• _PAGE EXCERPT_:
2.4. Determining the Potential of Mean Force (PMF) with Umbrella Sampling

The potential of mean force of a single Cl along the channel axis was obtained by employing the Umbrella Sampling (US) method [50,51]. Umbrella Sampling consists of running separate “windows” of the reaction coordinate simultaneously. The change in free energy in each window can be calculated from the sampled distribution of the system along the reaction coordinate. The windows are then combined by methods of the weighted histogram analysis method. Thus, the umbrella sampling simulation could find the equilibrium state in a set of umbrella sampling windows and obtain relatively accurate potential of mean force (PMF) curve by reweighting constant biasing potential well along a reaction coordinate.

• _RECORD LIST_:
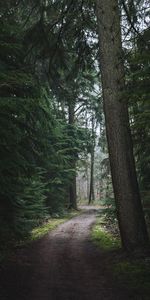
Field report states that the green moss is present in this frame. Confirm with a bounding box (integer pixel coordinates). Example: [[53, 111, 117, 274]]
[[0, 210, 82, 262], [114, 259, 150, 299], [91, 221, 121, 251]]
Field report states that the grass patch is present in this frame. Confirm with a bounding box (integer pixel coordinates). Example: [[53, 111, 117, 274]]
[[29, 211, 80, 241], [91, 218, 121, 251], [114, 258, 150, 300], [0, 210, 82, 263]]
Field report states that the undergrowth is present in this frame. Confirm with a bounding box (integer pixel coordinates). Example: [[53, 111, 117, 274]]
[[91, 218, 121, 251], [0, 210, 81, 263], [113, 258, 150, 300]]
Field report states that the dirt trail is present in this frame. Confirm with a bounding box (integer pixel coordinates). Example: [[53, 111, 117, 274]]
[[0, 209, 136, 300]]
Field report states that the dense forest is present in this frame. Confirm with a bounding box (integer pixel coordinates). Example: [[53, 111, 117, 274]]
[[0, 0, 150, 251]]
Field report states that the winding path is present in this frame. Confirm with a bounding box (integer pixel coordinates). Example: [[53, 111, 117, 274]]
[[0, 209, 135, 300]]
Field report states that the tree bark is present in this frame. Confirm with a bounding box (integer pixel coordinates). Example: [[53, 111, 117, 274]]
[[97, 0, 148, 251], [68, 101, 77, 209], [89, 116, 95, 204]]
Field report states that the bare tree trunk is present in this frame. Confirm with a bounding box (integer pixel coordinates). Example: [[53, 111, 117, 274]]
[[89, 147, 95, 204], [97, 0, 148, 251], [89, 116, 95, 204], [68, 102, 77, 209]]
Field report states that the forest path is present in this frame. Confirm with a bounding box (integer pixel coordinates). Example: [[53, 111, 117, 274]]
[[0, 208, 135, 300]]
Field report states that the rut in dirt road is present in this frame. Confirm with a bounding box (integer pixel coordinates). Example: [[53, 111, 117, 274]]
[[0, 209, 135, 300]]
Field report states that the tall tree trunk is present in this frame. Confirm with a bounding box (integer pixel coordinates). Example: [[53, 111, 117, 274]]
[[89, 116, 95, 204], [68, 101, 77, 209], [89, 146, 95, 204], [97, 0, 148, 251]]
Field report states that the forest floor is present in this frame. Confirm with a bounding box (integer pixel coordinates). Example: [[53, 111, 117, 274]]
[[0, 207, 148, 300]]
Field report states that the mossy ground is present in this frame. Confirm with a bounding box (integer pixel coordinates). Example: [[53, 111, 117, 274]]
[[91, 218, 121, 251], [91, 217, 150, 300], [0, 210, 79, 263]]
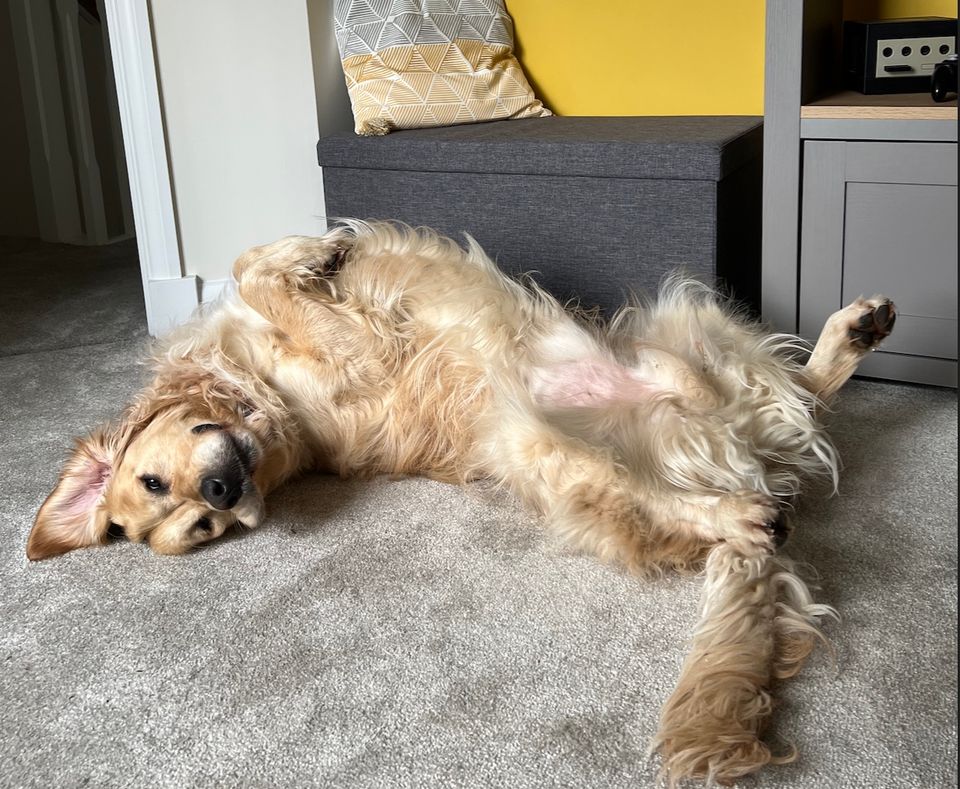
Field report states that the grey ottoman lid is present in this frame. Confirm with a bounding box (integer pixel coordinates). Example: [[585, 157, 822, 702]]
[[317, 116, 763, 181]]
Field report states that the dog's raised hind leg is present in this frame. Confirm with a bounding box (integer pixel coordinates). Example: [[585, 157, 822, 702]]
[[801, 296, 897, 400]]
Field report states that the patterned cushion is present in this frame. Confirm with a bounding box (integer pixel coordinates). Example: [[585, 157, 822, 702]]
[[334, 0, 551, 135]]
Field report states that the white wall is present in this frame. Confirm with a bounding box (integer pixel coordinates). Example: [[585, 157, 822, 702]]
[[150, 0, 348, 281]]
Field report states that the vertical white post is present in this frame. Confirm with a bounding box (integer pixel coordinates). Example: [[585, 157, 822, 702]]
[[104, 0, 199, 335], [97, 0, 134, 238]]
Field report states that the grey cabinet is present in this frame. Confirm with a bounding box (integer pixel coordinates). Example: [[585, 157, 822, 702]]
[[799, 140, 957, 386], [762, 0, 958, 387]]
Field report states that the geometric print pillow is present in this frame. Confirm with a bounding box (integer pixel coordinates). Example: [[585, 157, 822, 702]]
[[334, 0, 552, 135]]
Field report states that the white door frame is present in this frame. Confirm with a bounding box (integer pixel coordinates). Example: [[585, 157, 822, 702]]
[[103, 0, 199, 336]]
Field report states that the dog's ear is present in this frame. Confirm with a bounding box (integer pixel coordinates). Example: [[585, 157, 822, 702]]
[[27, 427, 123, 559]]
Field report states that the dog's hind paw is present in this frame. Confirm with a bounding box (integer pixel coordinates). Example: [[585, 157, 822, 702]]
[[847, 296, 897, 351]]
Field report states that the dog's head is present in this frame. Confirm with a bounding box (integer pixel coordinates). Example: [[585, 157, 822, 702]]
[[27, 405, 263, 559]]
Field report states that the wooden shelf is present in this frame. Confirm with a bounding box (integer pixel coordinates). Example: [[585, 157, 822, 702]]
[[800, 90, 957, 121]]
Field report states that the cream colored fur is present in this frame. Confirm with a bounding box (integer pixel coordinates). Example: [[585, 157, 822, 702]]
[[27, 222, 895, 782]]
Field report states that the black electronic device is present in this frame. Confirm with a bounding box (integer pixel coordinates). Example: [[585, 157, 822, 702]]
[[843, 16, 957, 94], [930, 55, 957, 101]]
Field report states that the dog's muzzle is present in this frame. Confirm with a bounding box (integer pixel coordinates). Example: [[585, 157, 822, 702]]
[[193, 424, 253, 511], [200, 469, 243, 510]]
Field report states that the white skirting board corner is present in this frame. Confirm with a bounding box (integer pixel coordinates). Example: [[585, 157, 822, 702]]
[[146, 276, 200, 337], [200, 278, 235, 304]]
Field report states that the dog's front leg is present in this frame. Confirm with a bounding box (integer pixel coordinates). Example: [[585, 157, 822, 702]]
[[233, 230, 351, 353]]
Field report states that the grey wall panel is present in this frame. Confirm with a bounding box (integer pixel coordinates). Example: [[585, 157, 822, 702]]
[[323, 167, 717, 313]]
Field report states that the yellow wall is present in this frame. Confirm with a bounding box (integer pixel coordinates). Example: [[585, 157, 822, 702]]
[[507, 0, 957, 115]]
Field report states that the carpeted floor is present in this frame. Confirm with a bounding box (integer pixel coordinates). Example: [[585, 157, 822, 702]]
[[0, 240, 957, 789]]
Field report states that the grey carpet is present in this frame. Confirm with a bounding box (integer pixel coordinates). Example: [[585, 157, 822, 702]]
[[0, 237, 957, 789]]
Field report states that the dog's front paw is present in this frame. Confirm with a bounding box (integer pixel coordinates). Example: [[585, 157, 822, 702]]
[[717, 490, 787, 555], [847, 296, 897, 351]]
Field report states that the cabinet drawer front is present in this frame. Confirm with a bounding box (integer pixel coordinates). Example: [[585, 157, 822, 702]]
[[842, 182, 957, 359], [799, 141, 958, 367]]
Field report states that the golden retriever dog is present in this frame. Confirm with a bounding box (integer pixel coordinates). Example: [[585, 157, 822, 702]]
[[27, 221, 896, 783]]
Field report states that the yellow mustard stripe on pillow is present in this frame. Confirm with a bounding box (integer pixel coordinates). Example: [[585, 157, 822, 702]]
[[343, 39, 551, 135]]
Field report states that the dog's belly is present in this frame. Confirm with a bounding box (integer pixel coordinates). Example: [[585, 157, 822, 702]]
[[529, 324, 719, 408]]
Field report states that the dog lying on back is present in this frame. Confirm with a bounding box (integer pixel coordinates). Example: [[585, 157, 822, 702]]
[[27, 222, 896, 782]]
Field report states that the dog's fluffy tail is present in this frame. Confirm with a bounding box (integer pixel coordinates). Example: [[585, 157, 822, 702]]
[[651, 543, 836, 787]]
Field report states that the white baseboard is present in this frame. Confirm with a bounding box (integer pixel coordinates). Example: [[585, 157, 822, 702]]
[[200, 279, 234, 304], [146, 276, 200, 337]]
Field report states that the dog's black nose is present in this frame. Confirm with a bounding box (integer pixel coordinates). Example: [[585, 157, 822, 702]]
[[200, 473, 243, 510]]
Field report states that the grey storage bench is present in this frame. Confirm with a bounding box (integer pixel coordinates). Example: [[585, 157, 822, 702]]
[[317, 117, 763, 314]]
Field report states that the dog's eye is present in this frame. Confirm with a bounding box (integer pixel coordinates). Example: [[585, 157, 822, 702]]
[[140, 474, 168, 493]]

• _WORK REQUIRED_: Please echo the umbrella sampling passage from "2.4. Determining the" up to and including "a reaction coordinate.".

• _THE ANSWER_:
2.4. Determining the Potential of Mean Force (PMF) with Umbrella Sampling

The potential of mean force of a single Cl along the channel axis was obtained by employing the Umbrella Sampling (US) method [50,51]. Umbrella Sampling consists of running separate “windows” of the reaction coordinate simultaneously. The change in free energy in each window can be calculated from the sampled distribution of the system along the reaction coordinate. The windows are then combined by methods of the weighted histogram analysis method. Thus, the umbrella sampling simulation could find the equilibrium state in a set of umbrella sampling windows and obtain relatively accurate potential of mean force (PMF) curve by reweighting constant biasing potential well along a reaction coordinate.